Problem details:
Extract every line of the material that holds the string "fence".

[[ Data extracts open ]]

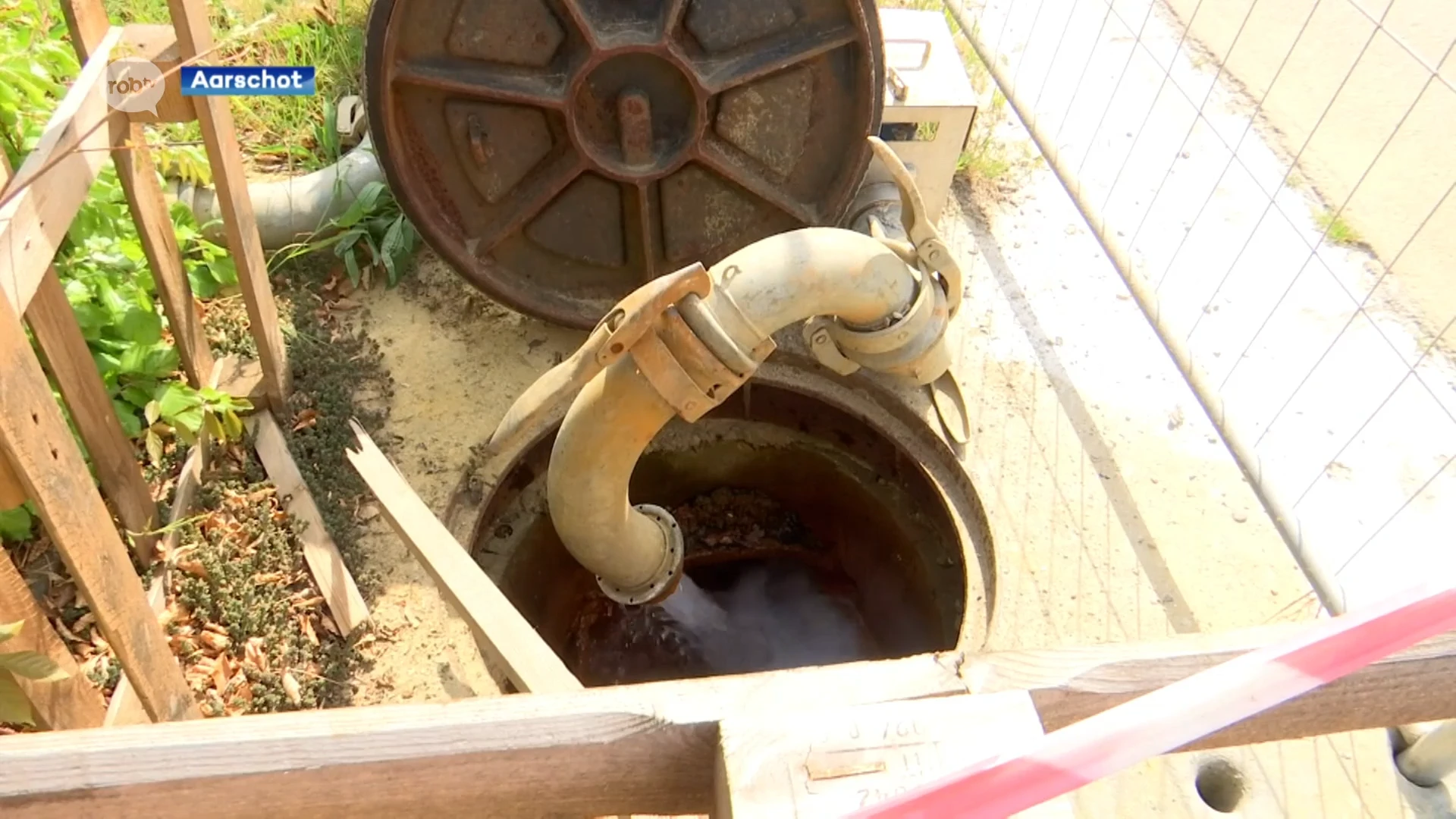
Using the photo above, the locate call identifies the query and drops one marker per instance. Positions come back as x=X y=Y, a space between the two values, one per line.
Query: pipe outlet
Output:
x=819 y=271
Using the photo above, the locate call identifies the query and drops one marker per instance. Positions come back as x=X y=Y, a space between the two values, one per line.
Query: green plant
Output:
x=15 y=707
x=15 y=523
x=101 y=262
x=185 y=413
x=1338 y=231
x=372 y=222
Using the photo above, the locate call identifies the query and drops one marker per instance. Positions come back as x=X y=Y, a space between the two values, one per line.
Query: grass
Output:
x=987 y=158
x=278 y=133
x=1338 y=231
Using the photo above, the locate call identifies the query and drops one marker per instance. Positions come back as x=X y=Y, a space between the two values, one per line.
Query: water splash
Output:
x=766 y=620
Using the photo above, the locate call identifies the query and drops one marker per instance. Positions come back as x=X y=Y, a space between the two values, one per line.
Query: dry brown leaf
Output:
x=309 y=602
x=306 y=626
x=254 y=653
x=213 y=640
x=221 y=672
x=193 y=567
x=305 y=420
x=290 y=687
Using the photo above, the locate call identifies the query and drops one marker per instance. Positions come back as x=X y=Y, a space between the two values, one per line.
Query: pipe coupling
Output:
x=664 y=582
x=912 y=346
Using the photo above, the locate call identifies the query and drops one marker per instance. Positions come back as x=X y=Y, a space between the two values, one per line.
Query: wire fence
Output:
x=1273 y=180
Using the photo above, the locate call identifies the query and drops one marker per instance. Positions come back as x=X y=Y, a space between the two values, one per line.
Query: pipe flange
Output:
x=669 y=576
x=912 y=347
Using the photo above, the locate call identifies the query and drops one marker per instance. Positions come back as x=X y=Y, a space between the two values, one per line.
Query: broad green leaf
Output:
x=161 y=360
x=177 y=398
x=33 y=665
x=215 y=428
x=185 y=435
x=153 y=447
x=127 y=414
x=15 y=523
x=15 y=706
x=191 y=420
x=351 y=265
x=142 y=327
x=234 y=426
x=137 y=395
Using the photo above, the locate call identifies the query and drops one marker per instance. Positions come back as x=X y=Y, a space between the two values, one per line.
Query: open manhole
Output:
x=802 y=516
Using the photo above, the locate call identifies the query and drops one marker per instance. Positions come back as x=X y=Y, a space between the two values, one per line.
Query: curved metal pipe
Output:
x=293 y=209
x=770 y=284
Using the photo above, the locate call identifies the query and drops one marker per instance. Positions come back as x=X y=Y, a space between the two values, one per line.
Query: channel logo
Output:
x=246 y=80
x=134 y=86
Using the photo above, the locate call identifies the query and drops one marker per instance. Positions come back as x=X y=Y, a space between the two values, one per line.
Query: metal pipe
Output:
x=1285 y=519
x=758 y=290
x=1432 y=758
x=294 y=209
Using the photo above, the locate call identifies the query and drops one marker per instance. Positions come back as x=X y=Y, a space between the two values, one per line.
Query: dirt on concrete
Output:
x=457 y=362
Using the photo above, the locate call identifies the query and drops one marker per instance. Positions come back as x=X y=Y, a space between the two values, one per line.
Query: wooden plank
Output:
x=71 y=703
x=503 y=634
x=55 y=325
x=322 y=556
x=159 y=242
x=223 y=153
x=156 y=44
x=38 y=444
x=88 y=25
x=36 y=218
x=1074 y=684
x=829 y=764
x=12 y=493
x=619 y=749
x=242 y=378
x=126 y=708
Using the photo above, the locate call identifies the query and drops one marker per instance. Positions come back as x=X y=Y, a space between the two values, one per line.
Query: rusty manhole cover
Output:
x=561 y=153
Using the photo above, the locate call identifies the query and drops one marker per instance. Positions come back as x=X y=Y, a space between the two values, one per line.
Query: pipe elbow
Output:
x=634 y=551
x=819 y=271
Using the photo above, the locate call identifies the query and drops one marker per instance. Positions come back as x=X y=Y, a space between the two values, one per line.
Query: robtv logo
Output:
x=246 y=80
x=134 y=86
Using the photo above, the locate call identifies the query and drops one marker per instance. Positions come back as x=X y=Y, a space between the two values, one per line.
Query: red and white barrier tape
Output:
x=1180 y=713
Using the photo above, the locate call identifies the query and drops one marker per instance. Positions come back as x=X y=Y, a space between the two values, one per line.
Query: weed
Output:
x=245 y=573
x=15 y=707
x=334 y=368
x=373 y=222
x=278 y=131
x=1338 y=231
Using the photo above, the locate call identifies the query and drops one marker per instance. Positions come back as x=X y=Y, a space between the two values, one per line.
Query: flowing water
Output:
x=769 y=617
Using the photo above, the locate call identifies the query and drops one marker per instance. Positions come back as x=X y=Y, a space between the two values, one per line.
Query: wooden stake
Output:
x=319 y=550
x=88 y=24
x=69 y=703
x=223 y=153
x=38 y=444
x=111 y=452
x=504 y=635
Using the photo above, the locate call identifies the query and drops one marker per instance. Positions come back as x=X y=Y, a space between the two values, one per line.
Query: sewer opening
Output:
x=1220 y=786
x=813 y=531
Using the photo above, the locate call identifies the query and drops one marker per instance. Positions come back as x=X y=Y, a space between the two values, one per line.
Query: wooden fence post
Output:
x=88 y=24
x=223 y=153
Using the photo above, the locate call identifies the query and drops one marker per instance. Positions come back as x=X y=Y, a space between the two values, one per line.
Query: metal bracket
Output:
x=932 y=253
x=628 y=322
x=824 y=350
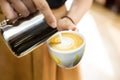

[[ Data extracts closed ]]

Task solution:
Query: wire fence
Query: wooden fence post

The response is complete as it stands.